### Exercise
Go through the records below and set each one down exactly, leaving out any pictures.

Entries shown START

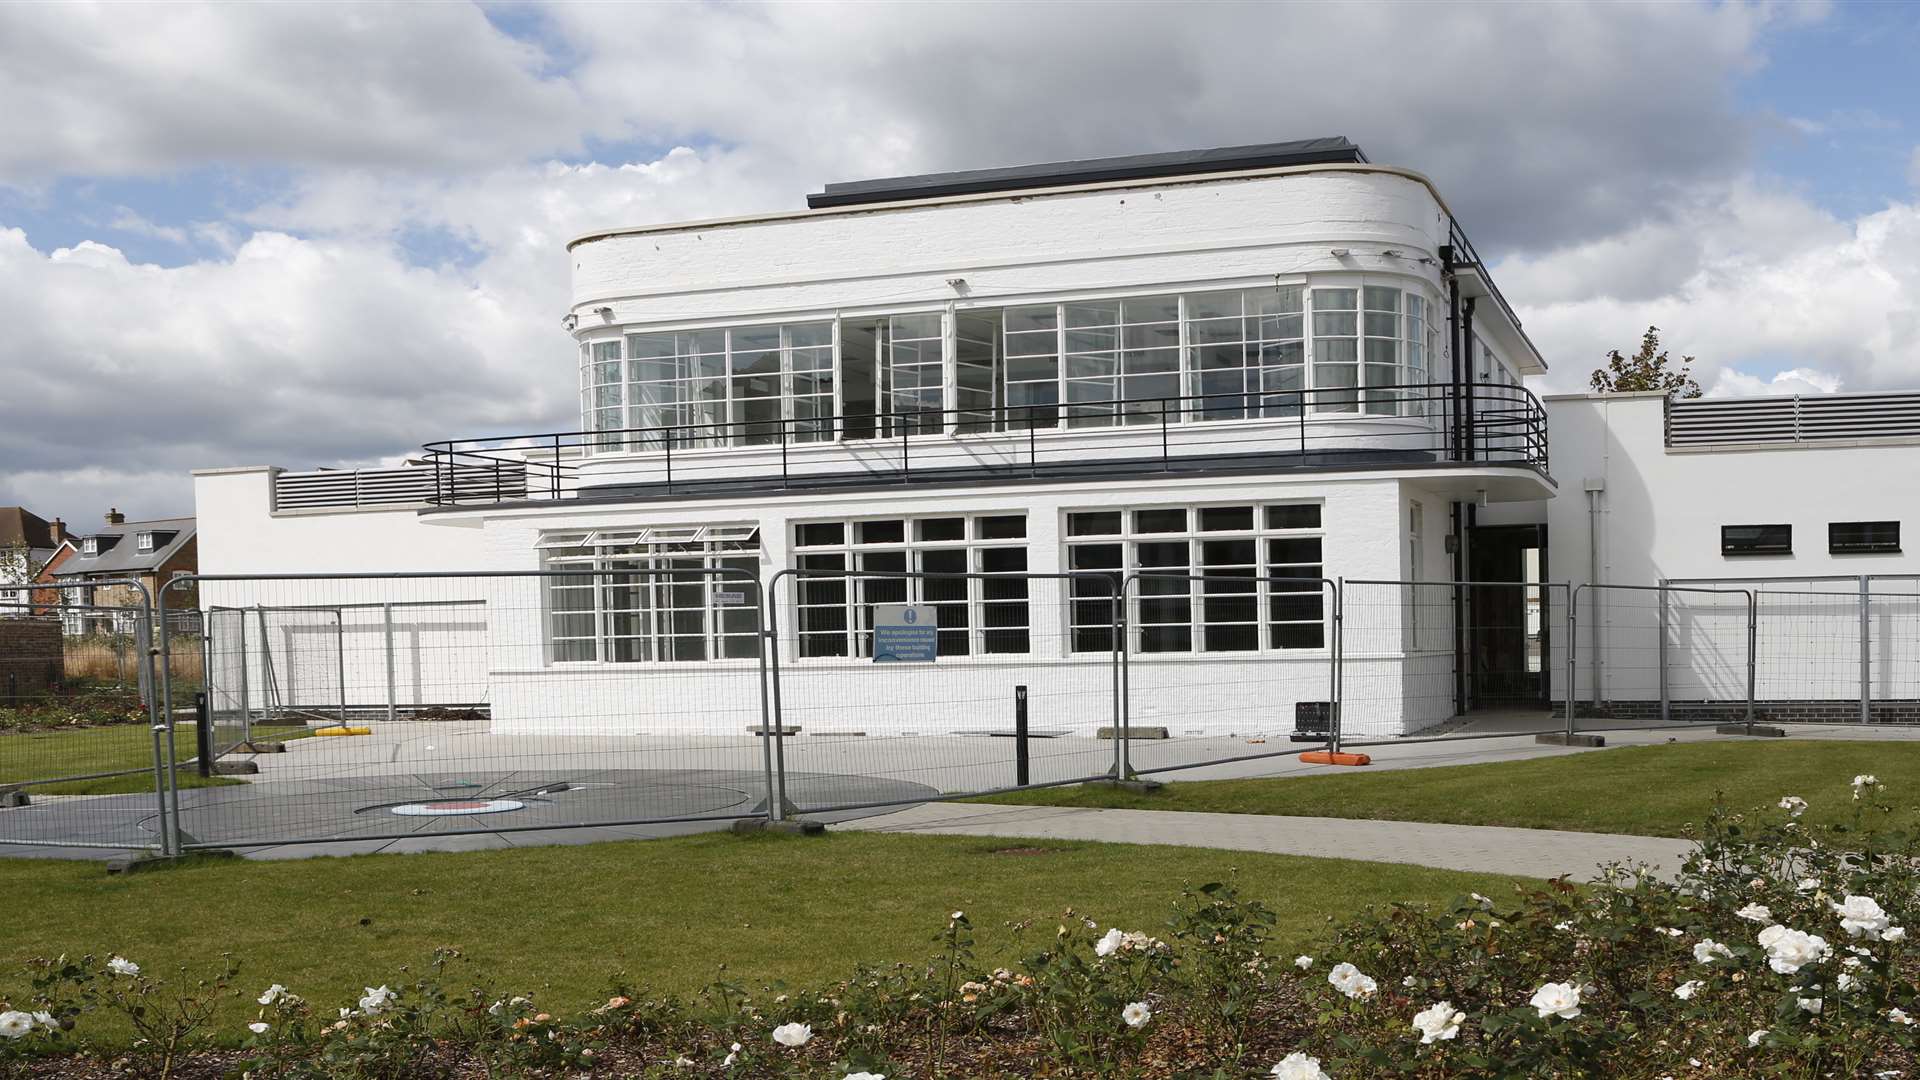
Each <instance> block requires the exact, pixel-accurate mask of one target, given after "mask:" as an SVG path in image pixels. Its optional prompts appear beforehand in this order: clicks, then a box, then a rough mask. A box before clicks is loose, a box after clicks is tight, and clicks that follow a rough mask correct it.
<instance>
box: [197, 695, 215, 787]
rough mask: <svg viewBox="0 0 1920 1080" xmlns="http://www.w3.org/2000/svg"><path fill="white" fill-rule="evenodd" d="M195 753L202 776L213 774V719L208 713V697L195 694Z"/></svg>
mask: <svg viewBox="0 0 1920 1080" xmlns="http://www.w3.org/2000/svg"><path fill="white" fill-rule="evenodd" d="M194 742H196V748H194V751H196V753H198V757H200V761H198V765H200V774H202V776H211V774H213V717H211V715H209V711H207V696H205V694H194Z"/></svg>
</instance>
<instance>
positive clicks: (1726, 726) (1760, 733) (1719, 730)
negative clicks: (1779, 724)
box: [1713, 724, 1788, 738]
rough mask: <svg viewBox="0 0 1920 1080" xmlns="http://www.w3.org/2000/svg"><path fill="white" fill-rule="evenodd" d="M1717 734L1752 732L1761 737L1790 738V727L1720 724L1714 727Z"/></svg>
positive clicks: (1751, 732)
mask: <svg viewBox="0 0 1920 1080" xmlns="http://www.w3.org/2000/svg"><path fill="white" fill-rule="evenodd" d="M1713 730H1715V734H1751V736H1761V738H1788V728H1776V726H1772V724H1753V726H1751V728H1749V726H1747V724H1720V726H1716V728H1713Z"/></svg>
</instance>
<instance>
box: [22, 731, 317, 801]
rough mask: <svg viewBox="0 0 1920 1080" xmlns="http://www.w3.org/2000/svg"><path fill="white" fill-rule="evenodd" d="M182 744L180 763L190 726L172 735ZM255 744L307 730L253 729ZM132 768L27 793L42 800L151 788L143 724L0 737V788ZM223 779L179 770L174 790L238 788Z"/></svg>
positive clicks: (129, 768)
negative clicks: (69, 796)
mask: <svg viewBox="0 0 1920 1080" xmlns="http://www.w3.org/2000/svg"><path fill="white" fill-rule="evenodd" d="M173 736H175V740H184V742H180V746H179V748H177V751H179V755H180V759H182V761H186V759H188V757H192V755H194V744H192V740H194V732H192V728H179V730H175V732H173ZM253 736H255V738H261V740H290V738H305V736H307V728H305V724H301V726H292V728H255V730H253ZM123 769H138V773H129V774H125V776H106V778H102V780H75V782H71V784H35V786H33V788H29V790H27V792H29V794H42V796H125V794H136V792H152V790H154V734H152V730H148V726H146V724H104V726H94V728H65V730H44V732H8V734H0V784H17V782H21V780H38V778H42V776H88V774H94V773H117V771H123ZM238 782H242V780H232V778H228V776H207V778H202V776H200V773H196V771H194V769H184V767H182V769H180V788H211V786H217V784H238Z"/></svg>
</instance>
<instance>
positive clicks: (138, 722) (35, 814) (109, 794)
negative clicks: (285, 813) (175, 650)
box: [0, 578, 198, 851]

Entries shown END

### Result for this exercise
Each <instance> block requires the exact, pixel-accurate mask of one target, given after "mask:" as an SVG path in image pixels. Its optional prompts appear beforehand in this order: clicks, then a box, then a rough mask. A box before clicks is loose, a box after clicks is tight, and clicks that follow a rough mask correct it.
<instance>
box: [197, 695, 215, 787]
rough mask: <svg viewBox="0 0 1920 1080" xmlns="http://www.w3.org/2000/svg"><path fill="white" fill-rule="evenodd" d="M195 753L202 776L213 774V719L208 713V697L195 694Z"/></svg>
mask: <svg viewBox="0 0 1920 1080" xmlns="http://www.w3.org/2000/svg"><path fill="white" fill-rule="evenodd" d="M194 742H196V748H194V751H196V753H198V757H200V761H198V765H200V774H202V776H211V774H213V717H211V715H209V711H207V696H205V694H194Z"/></svg>
</instance>
<instance>
positive clicks: (1726, 726) (1760, 733) (1719, 730)
negative clicks: (1779, 724)
box: [1713, 724, 1788, 738]
rough mask: <svg viewBox="0 0 1920 1080" xmlns="http://www.w3.org/2000/svg"><path fill="white" fill-rule="evenodd" d="M1717 734L1752 732L1761 737L1790 738V727L1720 724L1714 727Z"/></svg>
positive clicks: (1751, 732)
mask: <svg viewBox="0 0 1920 1080" xmlns="http://www.w3.org/2000/svg"><path fill="white" fill-rule="evenodd" d="M1713 730H1715V734H1751V736H1761V738H1788V728H1776V726H1772V724H1753V726H1751V728H1749V726H1747V724H1720V726H1716V728H1713Z"/></svg>
</instance>
<instance>
box: [22, 731, 317, 801]
rough mask: <svg viewBox="0 0 1920 1080" xmlns="http://www.w3.org/2000/svg"><path fill="white" fill-rule="evenodd" d="M182 744L180 763L190 726L172 735ZM255 744L307 730L253 729ZM132 768L27 793L42 800L151 788L143 724L0 737V788ZM223 779L179 770L174 790L238 788Z"/></svg>
positive clicks: (129, 768)
negative clicks: (69, 796)
mask: <svg viewBox="0 0 1920 1080" xmlns="http://www.w3.org/2000/svg"><path fill="white" fill-rule="evenodd" d="M173 736H175V740H184V742H180V746H179V748H177V751H179V755H180V759H182V761H186V759H188V757H192V755H194V744H192V740H194V732H192V728H179V730H175V732H173ZM253 736H255V738H261V740H290V738H305V736H307V728H305V724H301V726H292V728H255V730H253ZM123 769H138V773H129V774H125V776H106V778H102V780H75V782H71V784H35V786H33V788H29V790H27V792H29V794H42V796H125V794H136V792H152V790H154V734H152V730H148V726H146V724H104V726H94V728H65V730H44V732H8V734H0V784H17V782H21V780H38V778H42V776H88V774H94V773H117V771H123ZM238 782H242V780H232V778H228V776H207V778H202V776H200V773H196V771H194V769H184V767H182V769H180V788H211V786H217V784H238Z"/></svg>
</instance>
<instance>
positive clicks: (138, 722) (35, 814) (109, 794)
negative clicks: (285, 813) (175, 650)
box: [0, 578, 198, 851]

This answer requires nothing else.